» WHAT THE EXERCISE ASKS:
Reproduce the listing below exactly, beginning with its first line and ending with the line that holds "box: [19, 19, 56, 49]"; pictures are not part of the copy.
◇ ◇ ◇
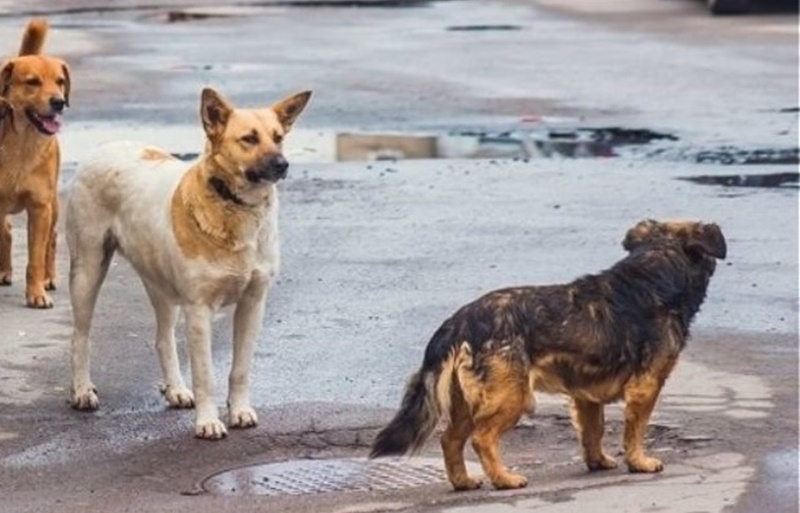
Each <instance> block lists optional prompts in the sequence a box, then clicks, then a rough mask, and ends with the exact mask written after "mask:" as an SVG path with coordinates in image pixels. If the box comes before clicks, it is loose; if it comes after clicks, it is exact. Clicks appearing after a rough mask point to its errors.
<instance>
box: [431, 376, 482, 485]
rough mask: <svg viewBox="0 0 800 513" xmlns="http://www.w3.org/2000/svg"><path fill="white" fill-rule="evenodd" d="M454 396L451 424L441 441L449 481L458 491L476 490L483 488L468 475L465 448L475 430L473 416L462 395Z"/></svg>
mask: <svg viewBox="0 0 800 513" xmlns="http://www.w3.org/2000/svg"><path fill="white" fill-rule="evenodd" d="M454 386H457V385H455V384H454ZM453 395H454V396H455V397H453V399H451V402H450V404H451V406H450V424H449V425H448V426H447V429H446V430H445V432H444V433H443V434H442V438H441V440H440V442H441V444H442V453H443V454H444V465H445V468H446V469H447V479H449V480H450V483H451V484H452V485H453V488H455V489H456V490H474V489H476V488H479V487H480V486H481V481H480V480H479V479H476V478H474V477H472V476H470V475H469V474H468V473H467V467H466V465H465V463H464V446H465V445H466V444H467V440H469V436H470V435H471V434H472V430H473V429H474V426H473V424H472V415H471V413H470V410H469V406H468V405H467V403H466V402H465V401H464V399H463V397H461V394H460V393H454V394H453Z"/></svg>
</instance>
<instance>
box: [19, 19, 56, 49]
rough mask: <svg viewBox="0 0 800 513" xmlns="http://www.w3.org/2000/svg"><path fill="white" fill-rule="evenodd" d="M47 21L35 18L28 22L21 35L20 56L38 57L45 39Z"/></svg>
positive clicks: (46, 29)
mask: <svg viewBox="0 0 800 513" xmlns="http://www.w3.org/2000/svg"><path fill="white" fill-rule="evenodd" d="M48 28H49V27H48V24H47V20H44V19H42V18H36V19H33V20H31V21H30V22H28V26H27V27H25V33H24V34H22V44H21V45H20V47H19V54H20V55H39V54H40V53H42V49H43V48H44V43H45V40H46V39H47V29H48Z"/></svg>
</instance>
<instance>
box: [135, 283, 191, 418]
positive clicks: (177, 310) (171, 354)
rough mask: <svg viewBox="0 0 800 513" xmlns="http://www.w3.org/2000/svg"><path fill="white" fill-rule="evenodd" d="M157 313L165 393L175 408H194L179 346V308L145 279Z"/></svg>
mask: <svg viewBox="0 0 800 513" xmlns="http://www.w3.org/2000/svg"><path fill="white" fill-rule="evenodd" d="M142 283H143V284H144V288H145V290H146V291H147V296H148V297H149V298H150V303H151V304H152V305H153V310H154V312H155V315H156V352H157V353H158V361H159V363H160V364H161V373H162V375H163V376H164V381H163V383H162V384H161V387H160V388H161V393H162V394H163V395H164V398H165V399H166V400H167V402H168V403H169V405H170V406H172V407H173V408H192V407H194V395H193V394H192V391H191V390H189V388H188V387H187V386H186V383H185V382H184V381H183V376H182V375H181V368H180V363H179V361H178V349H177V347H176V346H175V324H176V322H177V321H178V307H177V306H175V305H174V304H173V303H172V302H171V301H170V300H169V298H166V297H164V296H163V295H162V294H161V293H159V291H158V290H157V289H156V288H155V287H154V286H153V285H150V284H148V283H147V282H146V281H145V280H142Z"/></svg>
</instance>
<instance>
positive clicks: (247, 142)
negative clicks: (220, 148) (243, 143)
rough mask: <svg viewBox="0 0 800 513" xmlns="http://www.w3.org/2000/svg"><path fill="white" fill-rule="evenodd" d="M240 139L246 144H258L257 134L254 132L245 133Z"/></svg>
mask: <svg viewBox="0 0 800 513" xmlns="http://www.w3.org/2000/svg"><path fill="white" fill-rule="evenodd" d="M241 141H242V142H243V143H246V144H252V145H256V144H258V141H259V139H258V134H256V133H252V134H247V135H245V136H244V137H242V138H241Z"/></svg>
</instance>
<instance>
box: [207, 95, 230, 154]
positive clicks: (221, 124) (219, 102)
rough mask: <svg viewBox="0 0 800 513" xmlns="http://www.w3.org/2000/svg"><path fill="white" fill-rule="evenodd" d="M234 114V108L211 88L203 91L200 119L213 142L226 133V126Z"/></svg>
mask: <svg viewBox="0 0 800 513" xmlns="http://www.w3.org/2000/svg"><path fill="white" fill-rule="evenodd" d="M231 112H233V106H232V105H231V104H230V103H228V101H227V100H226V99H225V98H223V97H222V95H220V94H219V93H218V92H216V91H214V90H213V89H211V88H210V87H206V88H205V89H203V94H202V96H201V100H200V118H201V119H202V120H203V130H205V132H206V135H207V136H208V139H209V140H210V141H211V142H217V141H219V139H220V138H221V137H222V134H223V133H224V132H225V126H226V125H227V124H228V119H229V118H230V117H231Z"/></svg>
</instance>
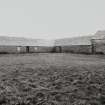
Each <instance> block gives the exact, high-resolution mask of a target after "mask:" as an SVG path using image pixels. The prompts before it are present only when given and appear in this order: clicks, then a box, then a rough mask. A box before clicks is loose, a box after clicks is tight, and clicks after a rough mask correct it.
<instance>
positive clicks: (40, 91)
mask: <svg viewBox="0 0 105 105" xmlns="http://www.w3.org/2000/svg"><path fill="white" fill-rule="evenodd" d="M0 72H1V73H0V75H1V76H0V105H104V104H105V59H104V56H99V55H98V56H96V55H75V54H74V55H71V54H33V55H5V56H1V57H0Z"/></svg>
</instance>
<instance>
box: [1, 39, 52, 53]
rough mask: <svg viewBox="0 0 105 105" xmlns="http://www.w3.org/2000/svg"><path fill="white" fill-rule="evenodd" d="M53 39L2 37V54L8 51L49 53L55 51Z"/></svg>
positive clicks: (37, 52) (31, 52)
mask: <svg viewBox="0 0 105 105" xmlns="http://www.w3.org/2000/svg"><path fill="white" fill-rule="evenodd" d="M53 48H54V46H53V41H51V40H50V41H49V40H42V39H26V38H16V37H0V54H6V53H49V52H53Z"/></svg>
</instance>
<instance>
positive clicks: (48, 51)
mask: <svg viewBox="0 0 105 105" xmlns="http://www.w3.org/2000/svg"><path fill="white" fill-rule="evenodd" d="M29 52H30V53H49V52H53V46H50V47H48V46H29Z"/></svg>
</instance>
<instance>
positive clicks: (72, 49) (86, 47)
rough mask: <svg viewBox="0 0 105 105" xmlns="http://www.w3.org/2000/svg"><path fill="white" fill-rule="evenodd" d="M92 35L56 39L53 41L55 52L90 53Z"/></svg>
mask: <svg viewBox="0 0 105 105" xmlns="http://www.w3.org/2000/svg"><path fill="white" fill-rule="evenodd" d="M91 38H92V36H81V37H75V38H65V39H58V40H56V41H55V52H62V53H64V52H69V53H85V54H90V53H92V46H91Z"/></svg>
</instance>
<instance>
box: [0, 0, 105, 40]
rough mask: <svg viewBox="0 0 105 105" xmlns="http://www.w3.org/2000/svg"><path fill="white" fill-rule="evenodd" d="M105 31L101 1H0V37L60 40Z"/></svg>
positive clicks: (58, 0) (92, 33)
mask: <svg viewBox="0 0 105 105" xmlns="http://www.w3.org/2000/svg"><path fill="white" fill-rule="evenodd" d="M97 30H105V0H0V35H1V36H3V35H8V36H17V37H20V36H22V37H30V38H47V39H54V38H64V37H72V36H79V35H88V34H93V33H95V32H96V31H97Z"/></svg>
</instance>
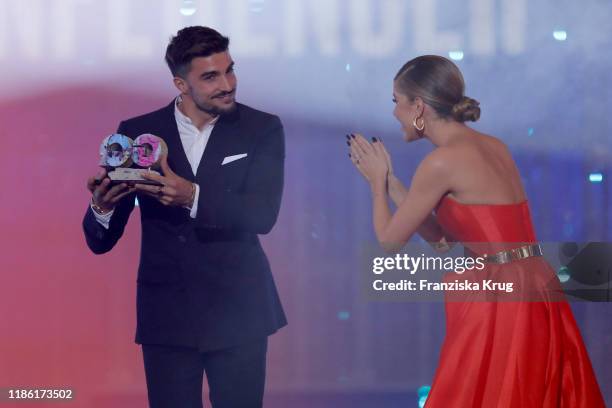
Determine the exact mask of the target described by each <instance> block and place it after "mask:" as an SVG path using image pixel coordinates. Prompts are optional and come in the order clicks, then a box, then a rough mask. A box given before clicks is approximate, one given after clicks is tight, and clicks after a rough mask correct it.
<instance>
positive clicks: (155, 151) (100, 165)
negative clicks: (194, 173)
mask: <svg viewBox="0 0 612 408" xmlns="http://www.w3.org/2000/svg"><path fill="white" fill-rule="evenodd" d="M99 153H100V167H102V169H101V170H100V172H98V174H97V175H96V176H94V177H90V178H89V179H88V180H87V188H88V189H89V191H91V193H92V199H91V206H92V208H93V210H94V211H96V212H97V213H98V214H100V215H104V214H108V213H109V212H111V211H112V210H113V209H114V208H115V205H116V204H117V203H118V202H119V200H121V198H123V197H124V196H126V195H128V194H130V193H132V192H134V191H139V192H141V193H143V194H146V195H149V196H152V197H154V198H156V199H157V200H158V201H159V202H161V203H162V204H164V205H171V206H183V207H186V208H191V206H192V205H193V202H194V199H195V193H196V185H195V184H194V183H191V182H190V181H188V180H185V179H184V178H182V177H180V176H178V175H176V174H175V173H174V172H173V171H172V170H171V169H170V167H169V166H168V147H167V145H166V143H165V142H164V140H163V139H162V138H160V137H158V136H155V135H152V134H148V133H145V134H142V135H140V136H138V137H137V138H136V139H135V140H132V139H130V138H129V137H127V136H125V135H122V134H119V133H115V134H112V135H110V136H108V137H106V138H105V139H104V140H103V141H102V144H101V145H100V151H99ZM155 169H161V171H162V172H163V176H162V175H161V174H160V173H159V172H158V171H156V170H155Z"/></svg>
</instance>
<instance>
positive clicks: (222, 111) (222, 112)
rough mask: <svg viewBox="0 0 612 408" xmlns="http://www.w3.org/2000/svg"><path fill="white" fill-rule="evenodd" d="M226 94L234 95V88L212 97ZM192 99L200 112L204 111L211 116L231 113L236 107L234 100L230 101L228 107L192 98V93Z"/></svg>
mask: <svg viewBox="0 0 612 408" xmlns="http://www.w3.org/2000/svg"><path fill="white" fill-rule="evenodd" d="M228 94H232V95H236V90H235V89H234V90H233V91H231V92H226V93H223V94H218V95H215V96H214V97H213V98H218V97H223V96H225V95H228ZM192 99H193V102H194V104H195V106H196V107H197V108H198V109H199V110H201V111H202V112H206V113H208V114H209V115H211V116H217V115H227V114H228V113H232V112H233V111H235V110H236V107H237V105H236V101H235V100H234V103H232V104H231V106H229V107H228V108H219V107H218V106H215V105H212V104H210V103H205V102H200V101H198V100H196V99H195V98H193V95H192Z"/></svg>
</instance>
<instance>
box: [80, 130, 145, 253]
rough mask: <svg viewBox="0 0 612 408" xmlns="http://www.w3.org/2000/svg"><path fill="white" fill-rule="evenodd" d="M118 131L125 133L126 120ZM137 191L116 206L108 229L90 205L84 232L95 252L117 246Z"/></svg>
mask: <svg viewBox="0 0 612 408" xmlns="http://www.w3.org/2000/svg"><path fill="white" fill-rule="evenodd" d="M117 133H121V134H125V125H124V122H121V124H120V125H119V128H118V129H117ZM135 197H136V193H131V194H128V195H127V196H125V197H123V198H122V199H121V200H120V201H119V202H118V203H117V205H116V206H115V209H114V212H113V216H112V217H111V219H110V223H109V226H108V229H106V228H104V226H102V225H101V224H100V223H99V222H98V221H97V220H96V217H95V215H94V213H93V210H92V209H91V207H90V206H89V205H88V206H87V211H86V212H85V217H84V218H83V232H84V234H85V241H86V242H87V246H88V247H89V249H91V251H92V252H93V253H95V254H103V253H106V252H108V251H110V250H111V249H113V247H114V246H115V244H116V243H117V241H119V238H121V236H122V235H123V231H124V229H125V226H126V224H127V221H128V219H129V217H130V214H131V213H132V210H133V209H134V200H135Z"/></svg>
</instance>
◇ ◇ ◇
» WRITTEN RESPONSE:
Each <instance> block lists optional prompts in the sequence a box, then clicks, then a rough mask, and ends with the exact mask written after "mask:" as an SVG path with coordinates in image pixels. If the box comes before clicks, it is loose; if it comes after clicks, it is exact. Clicks appearing after a rough mask point to its errors.
<instance>
box: [431, 376, 482, 485]
rough mask: <svg viewBox="0 0 800 513" xmlns="http://www.w3.org/2000/svg"><path fill="white" fill-rule="evenodd" d="M454 396L451 424L441 441L449 481L458 491L476 490L483 488L468 475L465 448L475 430L473 416L462 395Z"/></svg>
mask: <svg viewBox="0 0 800 513" xmlns="http://www.w3.org/2000/svg"><path fill="white" fill-rule="evenodd" d="M454 386H457V385H455V384H454ZM453 395H454V396H455V397H453V399H451V402H450V404H451V406H450V424H449V425H448V426H447V429H446V430H445V432H444V433H443V434H442V438H441V440H440V442H441V444H442V453H443V454H444V465H445V468H446V469H447V479H449V480H450V483H451V484H452V485H453V488H455V489H456V490H474V489H476V488H479V487H480V486H481V481H480V480H479V479H476V478H474V477H472V476H470V475H469V474H468V473H467V467H466V465H465V463H464V446H465V445H466V444H467V440H469V436H470V435H471V434H472V430H473V429H474V426H473V424H472V415H471V413H470V410H469V406H468V405H467V403H466V402H465V401H464V399H463V397H461V394H460V393H454V394H453Z"/></svg>
</instance>
<instance>
box: [19, 19, 56, 49]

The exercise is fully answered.